**Task to complete**
Print exactly what the entries say, line by line, from the first line down to the one with "reflection of clouds", inclusive.

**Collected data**
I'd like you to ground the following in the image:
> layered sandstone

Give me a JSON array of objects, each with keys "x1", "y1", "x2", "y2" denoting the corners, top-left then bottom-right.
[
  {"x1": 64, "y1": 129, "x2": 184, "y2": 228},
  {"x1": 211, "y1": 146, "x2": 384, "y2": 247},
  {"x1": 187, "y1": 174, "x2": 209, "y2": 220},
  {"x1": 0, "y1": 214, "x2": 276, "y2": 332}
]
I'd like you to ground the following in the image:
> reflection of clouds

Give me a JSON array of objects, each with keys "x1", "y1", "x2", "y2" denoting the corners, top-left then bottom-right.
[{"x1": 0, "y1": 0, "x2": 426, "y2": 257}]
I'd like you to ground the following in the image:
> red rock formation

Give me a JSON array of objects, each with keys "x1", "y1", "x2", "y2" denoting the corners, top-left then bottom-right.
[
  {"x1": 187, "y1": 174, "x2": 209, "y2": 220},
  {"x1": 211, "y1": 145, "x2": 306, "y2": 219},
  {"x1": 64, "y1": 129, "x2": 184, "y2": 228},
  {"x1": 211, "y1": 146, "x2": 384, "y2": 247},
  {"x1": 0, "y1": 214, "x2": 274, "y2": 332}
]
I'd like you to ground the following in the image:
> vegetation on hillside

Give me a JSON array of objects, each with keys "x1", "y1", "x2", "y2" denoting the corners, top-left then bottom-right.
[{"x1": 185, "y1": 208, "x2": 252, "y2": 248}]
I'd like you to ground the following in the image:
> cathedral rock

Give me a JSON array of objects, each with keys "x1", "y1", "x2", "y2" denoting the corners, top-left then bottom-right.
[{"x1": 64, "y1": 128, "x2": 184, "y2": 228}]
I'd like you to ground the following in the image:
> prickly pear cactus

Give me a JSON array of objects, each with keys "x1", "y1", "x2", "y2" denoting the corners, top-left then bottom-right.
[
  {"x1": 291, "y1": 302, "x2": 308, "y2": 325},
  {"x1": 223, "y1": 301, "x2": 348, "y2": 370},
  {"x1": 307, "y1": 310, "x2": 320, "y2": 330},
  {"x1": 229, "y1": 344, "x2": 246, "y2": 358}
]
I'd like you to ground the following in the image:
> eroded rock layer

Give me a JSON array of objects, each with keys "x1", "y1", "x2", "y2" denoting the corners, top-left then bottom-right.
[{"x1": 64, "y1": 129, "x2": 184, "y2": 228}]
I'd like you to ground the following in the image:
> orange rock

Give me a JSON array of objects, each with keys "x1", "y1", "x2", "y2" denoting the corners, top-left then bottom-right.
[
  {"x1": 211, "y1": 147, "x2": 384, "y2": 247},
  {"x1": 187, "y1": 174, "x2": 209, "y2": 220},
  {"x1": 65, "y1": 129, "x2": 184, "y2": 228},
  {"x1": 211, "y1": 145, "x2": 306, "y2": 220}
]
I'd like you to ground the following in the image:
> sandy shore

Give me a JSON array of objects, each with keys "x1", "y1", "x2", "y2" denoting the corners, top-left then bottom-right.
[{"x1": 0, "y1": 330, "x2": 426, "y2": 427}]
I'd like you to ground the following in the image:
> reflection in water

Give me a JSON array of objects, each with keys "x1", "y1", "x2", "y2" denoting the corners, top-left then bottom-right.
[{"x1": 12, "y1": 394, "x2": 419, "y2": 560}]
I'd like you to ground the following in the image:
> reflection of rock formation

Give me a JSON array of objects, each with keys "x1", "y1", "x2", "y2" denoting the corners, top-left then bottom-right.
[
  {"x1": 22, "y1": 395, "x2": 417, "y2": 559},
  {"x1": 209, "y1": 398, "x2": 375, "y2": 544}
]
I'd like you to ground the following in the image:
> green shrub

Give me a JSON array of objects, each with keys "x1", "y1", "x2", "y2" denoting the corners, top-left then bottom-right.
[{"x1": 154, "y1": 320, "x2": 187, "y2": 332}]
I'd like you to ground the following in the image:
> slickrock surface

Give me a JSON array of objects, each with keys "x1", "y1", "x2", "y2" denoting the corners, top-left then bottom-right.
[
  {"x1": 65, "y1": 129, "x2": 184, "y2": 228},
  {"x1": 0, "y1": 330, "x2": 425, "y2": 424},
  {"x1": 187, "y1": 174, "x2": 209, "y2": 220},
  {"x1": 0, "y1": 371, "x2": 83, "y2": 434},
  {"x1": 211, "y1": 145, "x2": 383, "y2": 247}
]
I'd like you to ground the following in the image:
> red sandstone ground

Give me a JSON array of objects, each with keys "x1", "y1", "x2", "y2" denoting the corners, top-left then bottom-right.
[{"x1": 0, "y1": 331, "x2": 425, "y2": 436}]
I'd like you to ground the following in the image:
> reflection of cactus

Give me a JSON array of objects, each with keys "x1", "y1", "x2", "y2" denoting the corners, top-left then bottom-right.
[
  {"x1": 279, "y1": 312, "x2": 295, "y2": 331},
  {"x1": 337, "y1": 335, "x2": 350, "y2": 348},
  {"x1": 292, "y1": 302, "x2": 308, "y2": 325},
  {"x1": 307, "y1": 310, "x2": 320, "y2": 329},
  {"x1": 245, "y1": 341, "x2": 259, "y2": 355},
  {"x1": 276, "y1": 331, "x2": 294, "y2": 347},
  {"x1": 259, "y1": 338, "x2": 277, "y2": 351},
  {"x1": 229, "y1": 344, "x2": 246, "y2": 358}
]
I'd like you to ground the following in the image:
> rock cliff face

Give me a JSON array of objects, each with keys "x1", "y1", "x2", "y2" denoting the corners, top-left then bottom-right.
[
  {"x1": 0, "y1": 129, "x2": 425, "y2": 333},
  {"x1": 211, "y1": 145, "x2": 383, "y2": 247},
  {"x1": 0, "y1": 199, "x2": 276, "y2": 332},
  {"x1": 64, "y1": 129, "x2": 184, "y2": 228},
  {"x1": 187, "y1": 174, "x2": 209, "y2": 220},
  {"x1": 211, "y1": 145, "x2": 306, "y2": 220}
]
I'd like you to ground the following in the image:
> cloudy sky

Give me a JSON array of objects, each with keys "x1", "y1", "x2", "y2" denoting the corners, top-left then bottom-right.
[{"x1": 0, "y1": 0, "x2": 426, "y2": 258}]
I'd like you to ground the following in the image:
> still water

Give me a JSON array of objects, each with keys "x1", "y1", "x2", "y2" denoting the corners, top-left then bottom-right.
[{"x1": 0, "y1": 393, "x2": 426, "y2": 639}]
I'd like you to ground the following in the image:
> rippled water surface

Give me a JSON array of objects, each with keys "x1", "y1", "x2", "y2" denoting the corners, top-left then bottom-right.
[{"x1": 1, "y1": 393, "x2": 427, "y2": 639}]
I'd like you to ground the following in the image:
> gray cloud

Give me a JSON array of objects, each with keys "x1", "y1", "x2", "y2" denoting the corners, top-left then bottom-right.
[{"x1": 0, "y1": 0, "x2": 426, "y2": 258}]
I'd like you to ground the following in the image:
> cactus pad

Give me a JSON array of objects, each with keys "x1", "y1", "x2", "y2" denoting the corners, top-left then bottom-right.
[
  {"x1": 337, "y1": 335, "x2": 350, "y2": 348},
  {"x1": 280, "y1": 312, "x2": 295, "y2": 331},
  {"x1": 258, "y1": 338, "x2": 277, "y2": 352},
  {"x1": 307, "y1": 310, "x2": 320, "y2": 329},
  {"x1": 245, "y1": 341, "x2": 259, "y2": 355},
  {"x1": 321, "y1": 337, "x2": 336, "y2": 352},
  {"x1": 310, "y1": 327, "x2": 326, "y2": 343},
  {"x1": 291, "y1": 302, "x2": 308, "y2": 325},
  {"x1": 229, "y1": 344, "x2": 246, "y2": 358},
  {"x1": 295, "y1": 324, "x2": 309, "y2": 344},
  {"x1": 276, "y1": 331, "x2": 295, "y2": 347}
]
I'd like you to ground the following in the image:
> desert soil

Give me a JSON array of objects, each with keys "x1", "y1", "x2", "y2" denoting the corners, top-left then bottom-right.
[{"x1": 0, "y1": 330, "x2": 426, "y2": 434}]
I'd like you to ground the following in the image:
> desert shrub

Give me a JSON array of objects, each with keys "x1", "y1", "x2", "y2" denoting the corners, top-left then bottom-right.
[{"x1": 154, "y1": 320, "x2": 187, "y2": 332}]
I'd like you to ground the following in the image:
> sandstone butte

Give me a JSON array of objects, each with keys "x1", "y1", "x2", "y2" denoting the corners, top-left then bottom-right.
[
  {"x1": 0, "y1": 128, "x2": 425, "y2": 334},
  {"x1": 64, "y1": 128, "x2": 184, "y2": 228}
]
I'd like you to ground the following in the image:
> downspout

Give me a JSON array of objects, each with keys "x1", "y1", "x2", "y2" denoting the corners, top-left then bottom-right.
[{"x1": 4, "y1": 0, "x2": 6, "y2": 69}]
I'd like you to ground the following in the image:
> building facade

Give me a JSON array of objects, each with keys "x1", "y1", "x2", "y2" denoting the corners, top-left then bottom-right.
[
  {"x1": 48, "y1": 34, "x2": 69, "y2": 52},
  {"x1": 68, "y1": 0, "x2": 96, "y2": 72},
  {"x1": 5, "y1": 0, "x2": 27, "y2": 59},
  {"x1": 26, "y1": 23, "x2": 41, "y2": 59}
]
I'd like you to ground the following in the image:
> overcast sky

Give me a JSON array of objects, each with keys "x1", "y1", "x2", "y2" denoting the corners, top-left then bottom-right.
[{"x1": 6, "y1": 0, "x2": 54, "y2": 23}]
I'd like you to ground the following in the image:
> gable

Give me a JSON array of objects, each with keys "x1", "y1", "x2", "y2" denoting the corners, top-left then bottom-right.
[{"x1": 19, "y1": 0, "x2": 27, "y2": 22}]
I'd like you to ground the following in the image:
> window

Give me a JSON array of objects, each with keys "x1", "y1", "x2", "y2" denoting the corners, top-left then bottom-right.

**Exercise output**
I'd like you to ground the following in the image:
> layered sandstone

Give me a JSON array of objects, each with keys "x1", "y1", "x2", "y2" denoting the corners, top-left then bottom-right.
[
  {"x1": 64, "y1": 129, "x2": 184, "y2": 228},
  {"x1": 211, "y1": 146, "x2": 384, "y2": 247},
  {"x1": 187, "y1": 174, "x2": 209, "y2": 220},
  {"x1": 0, "y1": 214, "x2": 276, "y2": 332}
]
I'd like you to ground the following in the image:
> reflection of clouds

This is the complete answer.